The answer should consist of all the records, written out word for word.

Material for this exercise>
::::
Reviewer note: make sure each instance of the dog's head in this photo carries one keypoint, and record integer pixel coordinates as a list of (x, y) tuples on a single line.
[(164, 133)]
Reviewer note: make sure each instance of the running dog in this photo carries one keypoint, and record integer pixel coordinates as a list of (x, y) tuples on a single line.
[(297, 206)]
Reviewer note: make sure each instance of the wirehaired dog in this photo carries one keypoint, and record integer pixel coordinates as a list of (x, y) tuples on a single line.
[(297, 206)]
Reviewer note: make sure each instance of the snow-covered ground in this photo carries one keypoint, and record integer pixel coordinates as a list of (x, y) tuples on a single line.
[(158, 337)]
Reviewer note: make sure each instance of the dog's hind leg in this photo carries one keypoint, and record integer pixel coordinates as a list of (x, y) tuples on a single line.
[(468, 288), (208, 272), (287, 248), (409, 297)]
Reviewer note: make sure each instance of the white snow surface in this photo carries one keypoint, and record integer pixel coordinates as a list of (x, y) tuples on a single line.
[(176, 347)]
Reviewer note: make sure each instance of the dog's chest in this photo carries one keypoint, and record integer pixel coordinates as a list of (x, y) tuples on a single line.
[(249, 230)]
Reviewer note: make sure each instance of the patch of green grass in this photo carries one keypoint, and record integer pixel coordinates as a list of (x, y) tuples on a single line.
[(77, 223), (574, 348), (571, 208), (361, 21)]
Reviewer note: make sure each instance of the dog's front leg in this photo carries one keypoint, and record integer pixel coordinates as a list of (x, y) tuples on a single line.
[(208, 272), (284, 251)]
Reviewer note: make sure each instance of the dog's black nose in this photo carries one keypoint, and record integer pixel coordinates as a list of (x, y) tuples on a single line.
::::
Solution below>
Reviewer note: make sure each instance of the dog's head in this photo carries one keypoint, and record integer pixel coordinates as a list of (x, y) tuples on a single line.
[(164, 133)]
Reviewer note: make sure each instance of the running dog in this photo carries one keypoint, and record integer pixel coordinates as a list of (x, y) tuples on a single line.
[(297, 206)]
Reviewer note: make sure each instance of the wirehaired dog in this photo carries one keypoint, and record integer pixel coordinates as a list of (x, y) tuples on a single line.
[(297, 206)]
Reviewer note: make sure each instance of the snow-covered ground in this photo carries one keypoint, and record integer pixel coordinates as a list of (x, y) tuples on a single line.
[(158, 337)]
Reviewer note: make sure each instance of the dog's hind leg in this photo carries one keypoint, and record integer pixel coordinates as a list of (x, y) tuples on a single line.
[(468, 288), (208, 272), (287, 248), (409, 297)]
Reviewer note: make sure each instance of the white snow surface in this photo carries one keypoint, and record integer pixel coordinates as a list of (x, y) tuples on a single line.
[(176, 347)]
Reviewer note: make sure each instance of the dog's chest in this photo carries one keypoint, and record integer pixel coordinates as a list of (x, y) tuples on a single line.
[(249, 230)]
Reviewer note: make sure each instance of the patch of green grass in this photo carries one keypoint, and record integer pixel coordinates as a list of (x, y) tuples on a single line.
[(77, 223), (574, 348), (571, 208), (361, 21)]
Reviewer note: make sure each instance of the dog's front leg in this photo carries one keypoint, and record integer pixel coordinates as a list of (x, y) tuples on a single line.
[(208, 272), (284, 251)]
Reviewer note: make sure each instance of the dog's black nose in this photo carries one keypoint, and record integer pixel coordinates as a list of (x, y) tuples on a single line.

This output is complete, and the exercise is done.